• **Brief**
Turn the lines of the items below into a numbered list, skipping any blank lines. Leave the pictures out.

• **Supplied data**
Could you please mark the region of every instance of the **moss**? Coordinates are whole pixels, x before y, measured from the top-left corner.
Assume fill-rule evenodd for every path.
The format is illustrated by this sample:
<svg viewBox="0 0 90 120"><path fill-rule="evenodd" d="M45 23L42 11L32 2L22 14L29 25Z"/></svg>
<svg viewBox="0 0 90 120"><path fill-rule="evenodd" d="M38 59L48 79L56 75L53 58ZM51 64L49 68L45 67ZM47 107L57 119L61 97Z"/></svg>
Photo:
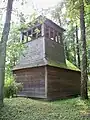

• **Written solution**
1. Could you please mark the region of every instance of the **moss**? Coordinates are whole pixels, x before y, measured from the top-left corner.
2. Assume fill-rule evenodd for every path.
3. The format is illustrated by this sample:
4. <svg viewBox="0 0 90 120"><path fill-rule="evenodd" d="M45 23L42 11L32 2L22 14L29 25Z"/></svg>
5. <svg viewBox="0 0 90 120"><path fill-rule="evenodd" d="M38 59L48 79L56 75L53 58ZM51 64L49 68L45 67ZM47 107L57 119L61 97Z"/></svg>
6. Photo:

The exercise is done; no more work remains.